課題要件:
映画「桜田門外ノ変」についての大沢たかおのインタビュー記事を、最後に示された問いの後から書き継いでください。

「桜田門外ノ変」で無名の人物を演じた大沢たかおが感じたこととは!?

関西ウォーカー

いまから150年前の江戸時代末期、開国を推し進めた幕府の大老・井伊直弼が暗殺された事件“桜田門外の変”の背景と真相を描く「桜田門外ノ変」。襲撃の指揮をとりながらも、歴史的にはあまり知られていない“英雄らしくない”主人公・関鉄之介を演じる大沢たかおが本作への深い思い入れを語ってくれた。

─今回、この映画のお話をいただいた時はどんなことを思われましたか?

「主人公が無名の人物というのは、すごく挑戦的ですよね。しかも、この映画では普通なら“桜田門外の変”をクライマックスに持ってくるところを前半に持ってきていたりとか、すごく実験的なことに挑戦するのは、すごく意味のあることにも感じましたし。僕はあえて、みんながやらないようなことをやりたいと思っているので、演じるおもしろさがありましたね」

─ 本作で無名の人物を演じる意味は?

データ抜粋:
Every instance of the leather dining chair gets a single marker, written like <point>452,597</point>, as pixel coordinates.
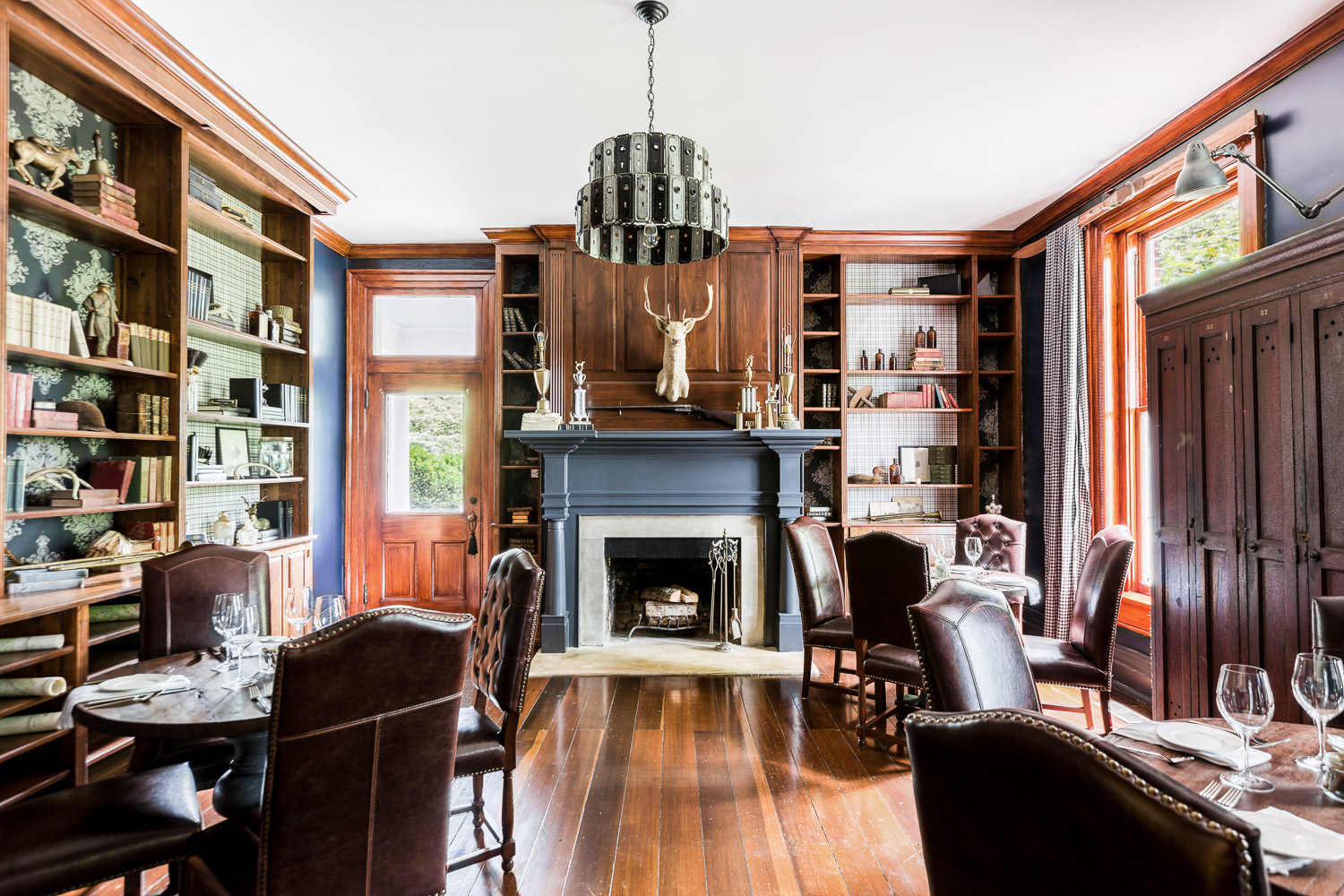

課題の出力:
「水戸の下級武士がいまで言う総理大臣みたいなポジションの井伊直弼を暗殺したのが桜田門外の変ですけど、彼らを始め無名の人も国をよくしようと行動をしていたんですよね。いまはもう、英雄を通して漠然と歴史を感じるのではなく、僕らが歴史から何かを学んだりする時代だと思うんです。だから、偉人でも、なんでもない僕らも時代を見つめる責任があるということが観客の方に伝わればいいなと思いますね」

─演じる上で心がけられたことは?

「俳優を長くやっていると、脚本を読んだ時に“ここで映画を観ているお客さんは腰が痛くなっちゃうだろうな”とか(笑)、いろいろと余計なことを考えてしまいがちになるんです。でも、今回はそういう余計なものを自分の中から排除して、役の気持ちと素直に向き合うことだけを考えていました」

─本作でメガホンを取ったのは、「男たちの大和/YAMATO」(’05)などの巨匠・佐藤純彌監督。ずっと一緒にお仕事をされたかったそうですね。

「そうなんです。ようやく一緒に仕事ができてうれしい反面“自分はいままで何をやってきたんだろう?”って、気づかされることばかりでしたね。監督はいま、77歳なんですが撮影中に体調が悪い日があっても“オレはこの映画を撮り終えたら死んでもいいから”って言って、雪が降る中でずっと現場にいたんです。その姿を見て“映画を作るというのは命を懸けることなんだな”って思いましたね。自分もこの仕事をやるからには、もっと向上心を持たなきゃいけないんだって改めて気づかされました」

─まさに、大沢さんにとって俳優として1つのターニングポイントになった本作を通して感じたことは?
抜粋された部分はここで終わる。